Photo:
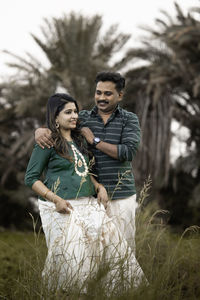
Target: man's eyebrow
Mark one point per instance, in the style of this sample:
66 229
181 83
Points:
103 91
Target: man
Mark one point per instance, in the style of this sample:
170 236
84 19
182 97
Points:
114 136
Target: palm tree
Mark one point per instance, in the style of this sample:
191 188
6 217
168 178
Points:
167 87
76 50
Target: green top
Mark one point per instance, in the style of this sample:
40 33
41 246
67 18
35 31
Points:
59 174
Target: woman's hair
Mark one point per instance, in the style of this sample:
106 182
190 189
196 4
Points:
55 105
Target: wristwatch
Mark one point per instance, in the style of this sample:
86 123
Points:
96 140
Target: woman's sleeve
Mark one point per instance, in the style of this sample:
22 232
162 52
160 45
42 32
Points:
37 163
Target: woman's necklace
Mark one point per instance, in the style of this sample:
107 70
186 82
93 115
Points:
81 161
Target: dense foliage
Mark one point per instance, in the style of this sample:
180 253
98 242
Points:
165 87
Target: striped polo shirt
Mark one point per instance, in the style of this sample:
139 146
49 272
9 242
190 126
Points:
123 130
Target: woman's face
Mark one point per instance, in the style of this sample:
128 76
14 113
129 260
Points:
67 118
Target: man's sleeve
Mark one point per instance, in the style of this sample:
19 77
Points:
130 139
37 163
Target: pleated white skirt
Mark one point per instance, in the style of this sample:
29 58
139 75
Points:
83 241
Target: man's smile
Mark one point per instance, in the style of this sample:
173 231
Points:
102 102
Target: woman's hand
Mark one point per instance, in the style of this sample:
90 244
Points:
43 137
102 195
63 206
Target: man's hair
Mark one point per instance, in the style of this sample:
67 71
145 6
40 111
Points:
113 77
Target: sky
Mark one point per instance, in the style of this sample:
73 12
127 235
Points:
19 18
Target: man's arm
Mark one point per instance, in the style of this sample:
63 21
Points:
129 140
43 138
107 148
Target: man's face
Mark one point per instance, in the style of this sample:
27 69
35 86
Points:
107 97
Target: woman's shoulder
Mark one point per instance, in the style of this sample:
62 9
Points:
44 151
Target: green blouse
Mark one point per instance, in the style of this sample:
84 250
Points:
59 174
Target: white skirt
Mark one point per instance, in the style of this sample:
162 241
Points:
83 241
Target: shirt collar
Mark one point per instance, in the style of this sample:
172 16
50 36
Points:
94 111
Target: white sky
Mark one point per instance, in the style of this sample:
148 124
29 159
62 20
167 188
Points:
19 18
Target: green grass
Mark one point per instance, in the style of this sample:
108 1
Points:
171 263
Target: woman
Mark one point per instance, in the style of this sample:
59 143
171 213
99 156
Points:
79 235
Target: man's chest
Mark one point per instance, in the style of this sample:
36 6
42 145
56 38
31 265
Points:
110 132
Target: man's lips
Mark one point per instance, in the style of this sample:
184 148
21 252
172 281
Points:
102 102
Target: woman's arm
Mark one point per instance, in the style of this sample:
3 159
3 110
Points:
62 206
102 195
37 163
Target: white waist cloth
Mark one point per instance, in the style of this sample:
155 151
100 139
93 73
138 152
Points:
82 241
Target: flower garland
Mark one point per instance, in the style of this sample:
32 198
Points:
79 162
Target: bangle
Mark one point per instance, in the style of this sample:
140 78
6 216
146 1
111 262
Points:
45 194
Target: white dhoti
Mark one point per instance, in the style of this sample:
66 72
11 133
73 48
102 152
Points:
81 242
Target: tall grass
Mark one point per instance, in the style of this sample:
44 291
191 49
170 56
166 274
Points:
170 262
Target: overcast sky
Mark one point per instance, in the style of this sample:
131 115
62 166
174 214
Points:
19 18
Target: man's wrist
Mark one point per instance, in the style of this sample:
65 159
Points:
96 141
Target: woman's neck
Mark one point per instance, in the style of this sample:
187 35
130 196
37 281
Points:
67 135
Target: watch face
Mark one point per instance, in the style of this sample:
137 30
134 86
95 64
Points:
96 140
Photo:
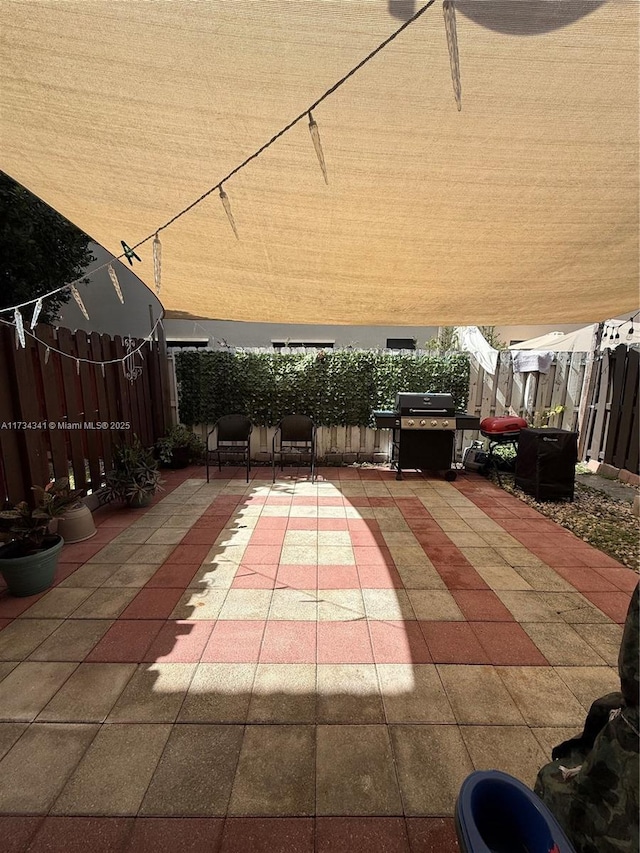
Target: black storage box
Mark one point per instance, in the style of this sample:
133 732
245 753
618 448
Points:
546 463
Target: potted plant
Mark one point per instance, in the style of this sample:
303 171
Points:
135 477
29 559
179 448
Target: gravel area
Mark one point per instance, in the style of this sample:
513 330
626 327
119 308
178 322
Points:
593 516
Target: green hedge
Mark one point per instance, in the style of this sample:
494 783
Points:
340 387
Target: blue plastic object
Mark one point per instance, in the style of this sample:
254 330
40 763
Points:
496 813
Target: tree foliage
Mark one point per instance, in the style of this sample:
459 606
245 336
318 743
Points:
40 250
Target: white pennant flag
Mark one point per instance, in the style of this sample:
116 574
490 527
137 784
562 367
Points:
78 298
36 313
17 318
115 283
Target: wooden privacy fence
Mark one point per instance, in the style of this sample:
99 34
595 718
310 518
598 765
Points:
612 424
61 416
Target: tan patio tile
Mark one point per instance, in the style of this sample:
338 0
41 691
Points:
299 555
166 535
387 604
491 702
561 645
88 694
9 734
199 604
90 575
604 639
434 604
131 575
441 750
527 606
265 784
218 693
105 603
512 749
114 553
147 554
544 579
355 773
73 640
550 736
36 769
340 605
294 604
57 603
541 696
574 607
502 577
28 688
185 781
246 604
283 693
154 694
349 693
422 577
413 693
115 772
22 636
340 555
588 683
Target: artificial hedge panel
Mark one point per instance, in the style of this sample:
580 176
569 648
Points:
336 388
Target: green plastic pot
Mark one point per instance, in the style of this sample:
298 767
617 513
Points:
33 573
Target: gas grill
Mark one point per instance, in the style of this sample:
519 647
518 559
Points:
424 427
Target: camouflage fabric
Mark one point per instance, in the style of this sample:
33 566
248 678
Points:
________________________________________
Write out the entries again, exactly as given, skipping any images.

Photo:
Target: man's eyebrow
Mark one point per instance, in the style of this sample:
66 229
181 83
Points:
103 91
Target: man
Mark one point per instance, in the style of this sample:
170 236
84 19
182 97
Points:
114 136
Target: palm tree
Mark one point per instance, in the style of this sample:
191 188
6 217
168 178
Points:
167 87
76 50
Target: green top
Mark one point per instance, in the style of this sample:
40 33
41 246
67 18
35 31
Points:
59 174
Target: woman's hair
Mark one point per instance, in the style of this sample:
106 182
190 189
196 4
Points:
55 105
Target: wristwatch
Mark one point per instance, in the style of this sample:
86 123
Points:
96 140
Target: woman's sleeve
Mark one point per instance, in the style of this sample:
22 232
162 52
160 45
42 32
Points:
37 163
Target: woman's necklace
Mark one point per instance, in the style of this sample:
107 70
186 82
93 115
Points:
81 161
Target: dense foliage
Mark one point per instance, in the style of this sample:
180 253
98 242
Points:
165 87
Target: striped polo shirt
Mark one point per instance, in the style of this sample:
139 146
49 272
9 242
190 126
Points:
123 130
Target: woman's face
Mark one point per instance, in the style of this sample:
128 76
14 113
129 260
Points:
67 118
Target: man's sleeve
Mark one point per instance, in the style of this sample:
19 77
Points:
130 139
37 163
Target: pleated white skirt
Mark one point per instance, in the style of this sample:
29 58
139 75
Points:
83 241
Target: man's smile
Mark one point per instance, in the style of this sample:
173 231
Points:
102 102
Target: woman's hand
Mark one point per instance, in the style of this sample:
90 244
Points:
43 137
102 195
63 206
Target: man's hair
Mark one point per instance, in the style of this sample:
67 71
145 6
40 111
Points:
113 77
Target: sky
Mark one point per instance, in the style of this sample:
73 12
127 235
Points:
19 18
Target: man's arm
Mark one point per instance, in the style of this sample:
63 21
Points:
129 140
43 138
107 148
Target: man's face
Mark one point per instance, in the style of this sample:
27 69
35 86
Points:
107 97
Target: woman's shoulder
Mark one point per instance, in the style of this sample:
62 9
Points:
44 151
Target: green blouse
Mark one point per instance, in the style of this sample:
84 250
Points:
59 174
Target: white skirt
Mark one point per instance, in the style of this sample:
162 241
Points:
83 241
Target: shirt collar
Mark one point per instance, in the style of this sample:
172 16
50 36
Points:
94 111
Target: white sky
Mark one point per instance, in the style of this sample:
148 124
29 159
62 20
167 188
Points:
19 18
Target: green grass
Mark one point per instance, in the style of this sample:
108 1
Points:
171 263
Target: woman
Mark one point per instance, in the style of this sample:
59 143
171 213
99 156
Points:
79 235
Target: man's chest
Mark one point per instance, in the style of this sample:
36 6
42 145
56 38
31 265
Points:
110 132
Target: man's lips
Mark one point per instance, in the style of this sample:
184 148
21 252
172 281
Points:
102 102
Target: woman's arm
Mark one point per instance, in the style of this sample:
3 159
3 110
Points:
62 206
102 195
37 163
Target: white waist cloth
Mark one point per instance, in the style of this sample:
155 151
100 139
93 73
138 152
Points:
82 241
Target: flower garland
Mark one point per instance, in the style of this sample:
32 198
Points:
79 162
Target: bangle
Mark one point per instance, in the style of this sample:
140 78
6 216
146 1
111 262
Points:
45 194
Target: white dhoti
Mark one point per instance, in the style of this sample:
66 72
11 133
73 48
102 152
Points:
81 242
Target: tall grass
Mark one point per instance, in the style of this sample:
44 291
191 49
170 56
166 274
Points:
170 262
Target: overcast sky
Mark one point per instance, in the style of this sample:
131 115
62 166
174 214
Points:
19 18
Target: man's wrist
Mark one point per instance, in the style of this sample:
65 159
Points:
96 141
Target: woman's neck
Mark one point per instance, in the style of this sample:
187 35
130 196
37 281
Points:
67 135
Target: watch face
Mark one point per instance, in the style of this sample:
137 30
134 86
95 64
Points:
96 140
Photo:
Target: black storage box
Mark one point per instance, in the style of this sample:
133 732
245 753
618 448
Points:
546 463
Target: potted plant
Mark one point per instance, in the style of this sample:
303 171
Points:
135 477
29 559
179 448
Target: gravel area
Mark one point per instance, in the style of this sample:
513 330
626 327
119 308
178 322
Points:
593 516
Target: green hedge
Mark one point per instance, in the style of this sample:
494 783
Points:
340 387
Target: blue plastic object
Mark one point per instance, in the style of this sample:
254 330
40 763
Points:
496 813
Target: tree foliage
Mark one point per instance, in the style of this sample:
459 606
245 336
318 743
Points:
40 250
Target: white pennant flag
Mark one point per instance, in the style of this sample:
116 574
490 527
137 784
562 367
Points:
78 298
36 313
17 318
115 283
Target: wooden privacy fence
Mark one point per instance, in the style of this sample:
99 34
595 718
310 518
598 765
Points:
612 424
61 416
Target: tan patio tile
Mark one point per instance, in the style of this sample:
338 0
41 691
Points:
299 555
166 535
387 604
491 702
561 645
88 694
9 734
199 604
90 575
604 639
434 604
131 575
441 750
527 606
265 784
218 693
105 603
512 749
114 553
147 554
544 579
355 773
73 640
550 736
36 769
340 605
294 604
57 603
541 696
574 607
502 577
28 688
185 781
246 604
283 693
154 694
349 693
422 577
413 693
115 772
22 636
340 555
588 683
Target: artificial hedge panel
Mark one point per instance, in the style of this sample:
580 176
569 648
Points:
336 388
Target: green plastic pot
Mark one point per instance, in the style of this sample:
298 767
617 513
Points:
33 573
Target: gas grill
Mark one point per instance, in the style of this sample:
519 647
518 559
Points:
424 427
Target: camouflage fabric
Mark one point per instance, in the style of this sample:
33 566
248 678
Points:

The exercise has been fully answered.